┌────────

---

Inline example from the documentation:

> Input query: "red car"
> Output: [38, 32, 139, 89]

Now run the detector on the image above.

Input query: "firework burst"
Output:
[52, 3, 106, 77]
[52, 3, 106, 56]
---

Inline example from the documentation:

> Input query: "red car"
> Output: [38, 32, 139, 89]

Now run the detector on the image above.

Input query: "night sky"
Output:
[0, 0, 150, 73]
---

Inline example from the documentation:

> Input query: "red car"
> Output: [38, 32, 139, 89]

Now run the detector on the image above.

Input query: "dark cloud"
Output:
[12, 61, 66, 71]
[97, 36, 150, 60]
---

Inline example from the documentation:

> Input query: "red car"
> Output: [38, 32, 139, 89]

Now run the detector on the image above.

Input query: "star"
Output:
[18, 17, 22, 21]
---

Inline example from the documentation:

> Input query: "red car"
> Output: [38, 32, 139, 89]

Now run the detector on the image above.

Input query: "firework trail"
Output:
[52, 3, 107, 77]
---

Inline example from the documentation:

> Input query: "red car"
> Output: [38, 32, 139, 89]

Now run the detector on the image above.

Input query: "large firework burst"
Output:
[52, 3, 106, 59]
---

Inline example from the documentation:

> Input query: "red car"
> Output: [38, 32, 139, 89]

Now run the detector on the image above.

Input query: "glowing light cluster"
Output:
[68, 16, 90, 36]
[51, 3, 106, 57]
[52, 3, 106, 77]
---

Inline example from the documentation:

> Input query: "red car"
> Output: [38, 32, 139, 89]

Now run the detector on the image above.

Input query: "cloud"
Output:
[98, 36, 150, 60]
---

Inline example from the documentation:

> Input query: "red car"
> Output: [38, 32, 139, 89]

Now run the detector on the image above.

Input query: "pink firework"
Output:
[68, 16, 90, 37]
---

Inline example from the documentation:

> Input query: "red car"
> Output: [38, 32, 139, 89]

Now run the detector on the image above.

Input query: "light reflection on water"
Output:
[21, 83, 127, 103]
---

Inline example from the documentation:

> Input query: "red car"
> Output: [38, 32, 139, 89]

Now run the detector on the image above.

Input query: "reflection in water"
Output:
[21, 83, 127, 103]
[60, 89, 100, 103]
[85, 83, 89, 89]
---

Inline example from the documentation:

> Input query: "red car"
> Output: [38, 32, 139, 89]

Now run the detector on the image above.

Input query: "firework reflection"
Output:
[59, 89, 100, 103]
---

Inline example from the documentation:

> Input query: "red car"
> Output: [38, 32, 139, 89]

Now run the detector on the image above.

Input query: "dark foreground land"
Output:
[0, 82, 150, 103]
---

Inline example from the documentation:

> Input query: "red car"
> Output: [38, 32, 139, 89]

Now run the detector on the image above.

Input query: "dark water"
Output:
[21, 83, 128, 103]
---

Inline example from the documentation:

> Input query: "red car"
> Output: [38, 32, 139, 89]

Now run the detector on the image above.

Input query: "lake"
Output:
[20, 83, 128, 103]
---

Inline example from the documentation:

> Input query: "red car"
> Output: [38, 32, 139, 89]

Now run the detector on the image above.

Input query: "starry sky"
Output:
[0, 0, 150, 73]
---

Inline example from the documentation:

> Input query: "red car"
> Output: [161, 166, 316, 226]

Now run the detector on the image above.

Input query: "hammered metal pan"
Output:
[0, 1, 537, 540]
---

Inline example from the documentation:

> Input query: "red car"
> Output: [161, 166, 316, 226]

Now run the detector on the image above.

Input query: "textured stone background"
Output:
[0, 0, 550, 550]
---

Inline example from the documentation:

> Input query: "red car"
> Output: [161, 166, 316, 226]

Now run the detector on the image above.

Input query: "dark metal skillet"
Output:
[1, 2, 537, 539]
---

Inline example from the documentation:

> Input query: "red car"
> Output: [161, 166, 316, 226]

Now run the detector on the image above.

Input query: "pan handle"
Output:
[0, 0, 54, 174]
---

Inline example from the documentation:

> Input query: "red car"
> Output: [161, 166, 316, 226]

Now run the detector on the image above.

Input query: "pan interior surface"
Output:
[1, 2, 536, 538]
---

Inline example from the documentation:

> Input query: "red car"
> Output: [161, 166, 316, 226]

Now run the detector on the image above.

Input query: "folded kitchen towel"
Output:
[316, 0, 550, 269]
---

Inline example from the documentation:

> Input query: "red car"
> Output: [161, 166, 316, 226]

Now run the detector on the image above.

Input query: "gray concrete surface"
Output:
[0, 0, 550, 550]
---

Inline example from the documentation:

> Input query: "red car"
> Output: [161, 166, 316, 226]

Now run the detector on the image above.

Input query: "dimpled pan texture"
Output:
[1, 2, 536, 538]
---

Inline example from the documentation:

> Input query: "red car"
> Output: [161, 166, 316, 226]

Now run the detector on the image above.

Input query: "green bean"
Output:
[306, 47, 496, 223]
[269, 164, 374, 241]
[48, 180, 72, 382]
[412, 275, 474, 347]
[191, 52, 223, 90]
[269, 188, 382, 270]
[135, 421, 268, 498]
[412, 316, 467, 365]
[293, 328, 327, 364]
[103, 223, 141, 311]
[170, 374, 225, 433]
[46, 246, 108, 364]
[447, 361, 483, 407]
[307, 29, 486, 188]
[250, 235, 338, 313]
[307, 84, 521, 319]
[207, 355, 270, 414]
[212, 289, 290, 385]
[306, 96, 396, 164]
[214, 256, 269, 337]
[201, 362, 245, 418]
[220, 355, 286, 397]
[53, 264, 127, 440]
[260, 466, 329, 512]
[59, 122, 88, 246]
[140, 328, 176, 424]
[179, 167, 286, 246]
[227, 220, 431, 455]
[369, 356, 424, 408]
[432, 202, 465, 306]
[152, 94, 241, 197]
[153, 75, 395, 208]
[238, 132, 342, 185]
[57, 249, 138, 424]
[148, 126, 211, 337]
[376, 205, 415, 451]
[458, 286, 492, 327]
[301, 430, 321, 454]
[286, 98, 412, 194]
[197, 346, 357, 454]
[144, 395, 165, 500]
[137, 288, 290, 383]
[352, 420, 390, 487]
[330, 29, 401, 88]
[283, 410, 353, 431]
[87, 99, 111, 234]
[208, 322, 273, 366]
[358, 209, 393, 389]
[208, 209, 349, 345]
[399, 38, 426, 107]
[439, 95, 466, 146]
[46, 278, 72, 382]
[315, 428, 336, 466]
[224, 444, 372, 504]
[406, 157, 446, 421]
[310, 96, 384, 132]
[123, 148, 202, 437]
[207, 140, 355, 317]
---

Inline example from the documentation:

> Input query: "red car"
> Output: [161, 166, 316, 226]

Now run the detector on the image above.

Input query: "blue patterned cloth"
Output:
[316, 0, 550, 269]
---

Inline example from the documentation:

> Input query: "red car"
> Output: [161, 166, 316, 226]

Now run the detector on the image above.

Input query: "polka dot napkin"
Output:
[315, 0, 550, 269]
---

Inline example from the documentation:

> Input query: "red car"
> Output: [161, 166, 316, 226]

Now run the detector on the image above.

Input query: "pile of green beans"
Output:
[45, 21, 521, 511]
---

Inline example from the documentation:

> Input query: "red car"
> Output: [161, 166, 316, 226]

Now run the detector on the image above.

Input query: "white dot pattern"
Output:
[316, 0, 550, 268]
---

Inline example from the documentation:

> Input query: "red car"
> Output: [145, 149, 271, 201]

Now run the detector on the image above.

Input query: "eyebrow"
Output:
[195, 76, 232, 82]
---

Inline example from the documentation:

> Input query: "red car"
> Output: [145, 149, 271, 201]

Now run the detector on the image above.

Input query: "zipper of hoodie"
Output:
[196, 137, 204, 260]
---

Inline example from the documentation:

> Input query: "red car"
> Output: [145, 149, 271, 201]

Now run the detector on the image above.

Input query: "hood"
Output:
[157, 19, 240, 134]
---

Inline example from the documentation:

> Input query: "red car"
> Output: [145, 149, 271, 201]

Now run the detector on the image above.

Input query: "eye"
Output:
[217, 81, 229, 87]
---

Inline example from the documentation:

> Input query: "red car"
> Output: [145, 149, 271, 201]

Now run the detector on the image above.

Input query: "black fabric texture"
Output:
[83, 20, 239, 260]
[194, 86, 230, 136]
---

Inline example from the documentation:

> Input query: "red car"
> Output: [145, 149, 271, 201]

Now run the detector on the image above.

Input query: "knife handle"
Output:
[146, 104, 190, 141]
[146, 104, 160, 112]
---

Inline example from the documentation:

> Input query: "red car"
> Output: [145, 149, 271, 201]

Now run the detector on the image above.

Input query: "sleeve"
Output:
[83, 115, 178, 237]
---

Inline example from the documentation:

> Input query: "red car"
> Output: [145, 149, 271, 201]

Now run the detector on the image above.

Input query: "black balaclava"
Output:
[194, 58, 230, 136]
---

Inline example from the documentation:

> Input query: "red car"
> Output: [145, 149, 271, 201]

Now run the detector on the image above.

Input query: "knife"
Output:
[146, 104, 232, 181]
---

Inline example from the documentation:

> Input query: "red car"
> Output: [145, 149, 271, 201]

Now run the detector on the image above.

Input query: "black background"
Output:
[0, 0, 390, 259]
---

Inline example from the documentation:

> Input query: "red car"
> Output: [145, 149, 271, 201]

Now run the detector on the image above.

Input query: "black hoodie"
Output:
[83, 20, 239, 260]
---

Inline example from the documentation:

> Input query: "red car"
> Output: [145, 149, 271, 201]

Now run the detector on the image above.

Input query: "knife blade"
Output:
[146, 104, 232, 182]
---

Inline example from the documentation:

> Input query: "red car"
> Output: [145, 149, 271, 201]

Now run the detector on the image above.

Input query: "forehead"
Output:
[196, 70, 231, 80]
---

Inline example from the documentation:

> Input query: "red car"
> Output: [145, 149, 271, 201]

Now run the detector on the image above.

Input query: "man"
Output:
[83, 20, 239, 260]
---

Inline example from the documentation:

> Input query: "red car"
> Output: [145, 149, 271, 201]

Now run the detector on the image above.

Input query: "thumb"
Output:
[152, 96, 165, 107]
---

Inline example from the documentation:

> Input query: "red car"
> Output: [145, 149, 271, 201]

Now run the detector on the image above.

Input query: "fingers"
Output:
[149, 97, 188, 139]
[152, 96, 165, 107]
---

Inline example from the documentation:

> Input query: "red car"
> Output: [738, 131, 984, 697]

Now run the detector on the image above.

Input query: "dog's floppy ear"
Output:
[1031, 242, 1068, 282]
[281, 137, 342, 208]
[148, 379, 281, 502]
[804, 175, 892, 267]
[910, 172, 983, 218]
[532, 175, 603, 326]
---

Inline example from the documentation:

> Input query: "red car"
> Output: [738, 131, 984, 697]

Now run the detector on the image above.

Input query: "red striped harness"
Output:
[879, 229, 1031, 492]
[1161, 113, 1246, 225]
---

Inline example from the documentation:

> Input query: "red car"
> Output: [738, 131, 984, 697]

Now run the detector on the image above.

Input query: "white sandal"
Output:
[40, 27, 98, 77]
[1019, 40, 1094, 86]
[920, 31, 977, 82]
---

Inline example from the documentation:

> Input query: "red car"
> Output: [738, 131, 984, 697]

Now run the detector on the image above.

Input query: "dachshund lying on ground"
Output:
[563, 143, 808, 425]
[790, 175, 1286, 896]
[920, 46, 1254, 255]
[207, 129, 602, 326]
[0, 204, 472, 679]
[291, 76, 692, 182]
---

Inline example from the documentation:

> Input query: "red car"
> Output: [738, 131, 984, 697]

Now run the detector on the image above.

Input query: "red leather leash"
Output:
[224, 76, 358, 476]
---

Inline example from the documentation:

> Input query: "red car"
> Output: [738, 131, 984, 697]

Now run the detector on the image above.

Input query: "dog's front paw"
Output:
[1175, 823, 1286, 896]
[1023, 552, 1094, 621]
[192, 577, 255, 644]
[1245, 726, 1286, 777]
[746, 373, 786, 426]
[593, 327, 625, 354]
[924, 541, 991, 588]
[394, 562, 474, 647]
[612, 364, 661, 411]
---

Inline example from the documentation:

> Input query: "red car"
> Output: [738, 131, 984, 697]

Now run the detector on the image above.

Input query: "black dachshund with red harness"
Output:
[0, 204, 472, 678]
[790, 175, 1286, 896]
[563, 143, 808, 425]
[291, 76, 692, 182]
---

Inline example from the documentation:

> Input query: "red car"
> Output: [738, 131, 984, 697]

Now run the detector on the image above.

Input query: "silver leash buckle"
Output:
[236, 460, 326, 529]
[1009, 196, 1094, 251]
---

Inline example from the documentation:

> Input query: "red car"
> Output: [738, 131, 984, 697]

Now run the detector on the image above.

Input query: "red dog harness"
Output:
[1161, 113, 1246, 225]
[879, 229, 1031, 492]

└────────

> _WORK REQUIRED_
Report every line in the records above that contains the string "light", copying each such line in full.

> _FULL RESPONSE_
Input query: "glowing light cluster"
Input query: "light reflection on water"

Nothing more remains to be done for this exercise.